WHAT TO WORK ON:
With the line containing "Tag the stairway" as the starting point, output every line of the data below through its final line, character for character.

=== Begin Enclosure ===

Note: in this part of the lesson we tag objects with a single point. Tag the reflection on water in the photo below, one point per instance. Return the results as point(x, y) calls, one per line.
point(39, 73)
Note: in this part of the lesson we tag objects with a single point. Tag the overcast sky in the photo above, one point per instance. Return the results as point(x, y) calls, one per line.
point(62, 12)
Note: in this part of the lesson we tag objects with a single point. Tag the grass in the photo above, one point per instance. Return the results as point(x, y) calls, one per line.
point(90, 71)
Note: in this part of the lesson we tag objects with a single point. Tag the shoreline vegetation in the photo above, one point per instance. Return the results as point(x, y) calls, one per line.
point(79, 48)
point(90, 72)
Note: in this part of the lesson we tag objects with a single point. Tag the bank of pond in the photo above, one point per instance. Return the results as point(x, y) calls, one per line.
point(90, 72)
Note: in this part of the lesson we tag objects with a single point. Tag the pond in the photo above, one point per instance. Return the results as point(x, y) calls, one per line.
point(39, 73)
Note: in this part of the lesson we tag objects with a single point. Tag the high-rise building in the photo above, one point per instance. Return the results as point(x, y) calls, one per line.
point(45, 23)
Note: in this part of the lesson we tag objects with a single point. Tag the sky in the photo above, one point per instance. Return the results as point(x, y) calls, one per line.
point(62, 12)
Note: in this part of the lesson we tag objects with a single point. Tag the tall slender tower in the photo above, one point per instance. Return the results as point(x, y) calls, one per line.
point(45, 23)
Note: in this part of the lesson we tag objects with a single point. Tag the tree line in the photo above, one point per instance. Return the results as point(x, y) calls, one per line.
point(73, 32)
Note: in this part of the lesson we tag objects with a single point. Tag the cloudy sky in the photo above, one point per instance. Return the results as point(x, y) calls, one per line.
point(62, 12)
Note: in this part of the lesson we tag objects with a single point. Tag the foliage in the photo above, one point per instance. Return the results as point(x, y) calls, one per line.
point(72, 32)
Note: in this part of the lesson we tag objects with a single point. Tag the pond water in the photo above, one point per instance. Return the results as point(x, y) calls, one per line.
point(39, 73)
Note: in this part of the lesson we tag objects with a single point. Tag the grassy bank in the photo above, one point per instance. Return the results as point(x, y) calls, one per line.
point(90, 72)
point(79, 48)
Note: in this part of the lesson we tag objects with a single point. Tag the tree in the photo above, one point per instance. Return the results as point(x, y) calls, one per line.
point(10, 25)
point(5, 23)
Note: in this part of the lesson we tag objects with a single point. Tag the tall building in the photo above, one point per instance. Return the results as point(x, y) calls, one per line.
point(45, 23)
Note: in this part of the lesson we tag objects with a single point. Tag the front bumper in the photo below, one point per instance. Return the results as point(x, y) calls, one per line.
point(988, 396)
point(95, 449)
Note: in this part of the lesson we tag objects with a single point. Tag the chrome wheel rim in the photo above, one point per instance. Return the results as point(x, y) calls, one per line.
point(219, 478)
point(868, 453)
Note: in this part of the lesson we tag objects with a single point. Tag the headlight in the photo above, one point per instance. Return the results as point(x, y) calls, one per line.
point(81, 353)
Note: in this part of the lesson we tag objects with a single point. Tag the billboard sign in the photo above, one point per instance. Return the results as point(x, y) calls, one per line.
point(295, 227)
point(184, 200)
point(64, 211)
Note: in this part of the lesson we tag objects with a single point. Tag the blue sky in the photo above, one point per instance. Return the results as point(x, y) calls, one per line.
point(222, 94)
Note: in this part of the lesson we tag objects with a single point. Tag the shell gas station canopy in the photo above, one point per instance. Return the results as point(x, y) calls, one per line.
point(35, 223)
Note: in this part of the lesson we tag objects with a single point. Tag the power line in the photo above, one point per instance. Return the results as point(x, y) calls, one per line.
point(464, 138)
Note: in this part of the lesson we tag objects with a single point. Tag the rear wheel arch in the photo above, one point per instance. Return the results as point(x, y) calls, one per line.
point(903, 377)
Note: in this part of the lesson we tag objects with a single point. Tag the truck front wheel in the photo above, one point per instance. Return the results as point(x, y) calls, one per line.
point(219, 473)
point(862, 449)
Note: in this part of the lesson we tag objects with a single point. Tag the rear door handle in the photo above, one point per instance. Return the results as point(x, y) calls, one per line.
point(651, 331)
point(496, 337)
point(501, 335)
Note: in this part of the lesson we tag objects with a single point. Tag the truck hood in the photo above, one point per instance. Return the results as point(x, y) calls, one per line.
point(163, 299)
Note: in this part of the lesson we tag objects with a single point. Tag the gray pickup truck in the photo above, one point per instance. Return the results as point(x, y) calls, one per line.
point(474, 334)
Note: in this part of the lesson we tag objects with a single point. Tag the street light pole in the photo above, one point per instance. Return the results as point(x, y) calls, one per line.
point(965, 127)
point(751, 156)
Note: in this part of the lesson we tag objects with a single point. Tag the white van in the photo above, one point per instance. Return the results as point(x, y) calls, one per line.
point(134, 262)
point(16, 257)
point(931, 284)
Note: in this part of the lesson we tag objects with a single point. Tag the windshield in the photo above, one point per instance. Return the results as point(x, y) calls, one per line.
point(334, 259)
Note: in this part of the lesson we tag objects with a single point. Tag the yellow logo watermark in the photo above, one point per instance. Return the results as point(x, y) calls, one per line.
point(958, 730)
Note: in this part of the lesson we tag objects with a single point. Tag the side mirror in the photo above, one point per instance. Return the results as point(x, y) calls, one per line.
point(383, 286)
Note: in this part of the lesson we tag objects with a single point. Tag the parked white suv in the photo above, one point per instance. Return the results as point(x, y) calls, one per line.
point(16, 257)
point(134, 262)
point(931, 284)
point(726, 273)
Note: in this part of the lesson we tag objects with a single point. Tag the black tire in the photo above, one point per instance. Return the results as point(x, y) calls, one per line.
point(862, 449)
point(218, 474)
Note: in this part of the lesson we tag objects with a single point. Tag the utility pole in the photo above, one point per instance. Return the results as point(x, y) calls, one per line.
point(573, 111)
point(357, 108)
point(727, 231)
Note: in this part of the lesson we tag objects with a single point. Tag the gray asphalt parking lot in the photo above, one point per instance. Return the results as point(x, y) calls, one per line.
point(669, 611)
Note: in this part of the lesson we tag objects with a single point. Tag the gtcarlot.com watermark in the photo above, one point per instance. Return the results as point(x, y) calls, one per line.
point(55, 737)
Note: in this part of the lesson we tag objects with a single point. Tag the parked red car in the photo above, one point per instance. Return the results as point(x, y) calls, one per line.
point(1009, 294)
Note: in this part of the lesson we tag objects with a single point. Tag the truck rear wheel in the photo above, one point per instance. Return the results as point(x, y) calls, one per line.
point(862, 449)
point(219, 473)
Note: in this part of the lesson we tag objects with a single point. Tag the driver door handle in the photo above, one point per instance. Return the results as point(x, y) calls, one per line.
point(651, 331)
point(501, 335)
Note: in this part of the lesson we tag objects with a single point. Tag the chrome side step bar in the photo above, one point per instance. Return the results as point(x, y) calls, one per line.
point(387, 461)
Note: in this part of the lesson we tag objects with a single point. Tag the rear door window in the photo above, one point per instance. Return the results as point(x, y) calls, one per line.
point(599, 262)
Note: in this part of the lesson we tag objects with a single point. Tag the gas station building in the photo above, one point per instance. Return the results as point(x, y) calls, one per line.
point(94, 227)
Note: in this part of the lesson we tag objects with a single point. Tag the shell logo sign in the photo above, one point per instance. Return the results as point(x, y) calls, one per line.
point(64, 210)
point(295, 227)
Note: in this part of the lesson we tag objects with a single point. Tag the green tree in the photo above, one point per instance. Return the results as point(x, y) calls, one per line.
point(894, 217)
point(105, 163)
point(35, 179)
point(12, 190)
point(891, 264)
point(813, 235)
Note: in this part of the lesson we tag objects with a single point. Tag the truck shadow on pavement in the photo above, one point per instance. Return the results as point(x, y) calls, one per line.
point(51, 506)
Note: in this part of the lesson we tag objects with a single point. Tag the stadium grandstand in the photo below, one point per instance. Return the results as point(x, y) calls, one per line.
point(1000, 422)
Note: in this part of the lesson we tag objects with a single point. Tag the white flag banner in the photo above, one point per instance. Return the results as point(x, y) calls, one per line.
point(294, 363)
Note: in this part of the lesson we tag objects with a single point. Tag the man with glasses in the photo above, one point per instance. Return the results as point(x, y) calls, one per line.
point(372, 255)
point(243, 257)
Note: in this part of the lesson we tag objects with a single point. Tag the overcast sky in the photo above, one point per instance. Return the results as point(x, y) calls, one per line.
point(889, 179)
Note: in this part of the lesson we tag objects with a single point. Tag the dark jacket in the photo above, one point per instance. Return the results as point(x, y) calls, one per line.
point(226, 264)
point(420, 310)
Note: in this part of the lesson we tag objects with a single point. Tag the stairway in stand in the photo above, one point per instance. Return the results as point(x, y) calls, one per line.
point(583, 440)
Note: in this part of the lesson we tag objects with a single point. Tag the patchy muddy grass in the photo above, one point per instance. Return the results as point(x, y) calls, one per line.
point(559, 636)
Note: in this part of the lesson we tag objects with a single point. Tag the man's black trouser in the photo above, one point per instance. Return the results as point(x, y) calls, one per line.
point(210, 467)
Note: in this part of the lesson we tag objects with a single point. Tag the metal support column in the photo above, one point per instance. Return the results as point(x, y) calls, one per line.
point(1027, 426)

=== End Enclosure ===

EXERCISE RESULT:
Note: in this part of the lesson we tag objects with a single point. Tag the stairway in stand in the photo above, one point per instance. Return the results as point(x, y) calls, one per line.
point(583, 440)
Note: in this part of the lesson we tag objects with a single point. Tag the patchy muddy grass in the photo above, one point per instance. Return the results as point(x, y) calls, one per line.
point(559, 636)
Note: in this part of the lesson we tag objects with a single point. Tag the man's black trouser in the photo above, one point per instance. Return the results as point(x, y) calls, one per line.
point(210, 467)
Note: in this part of the lesson we tag objects with a single point. Tag the metal support column in the photo above, one point per instance. Return the results as point(x, y) calls, one per line.
point(1027, 426)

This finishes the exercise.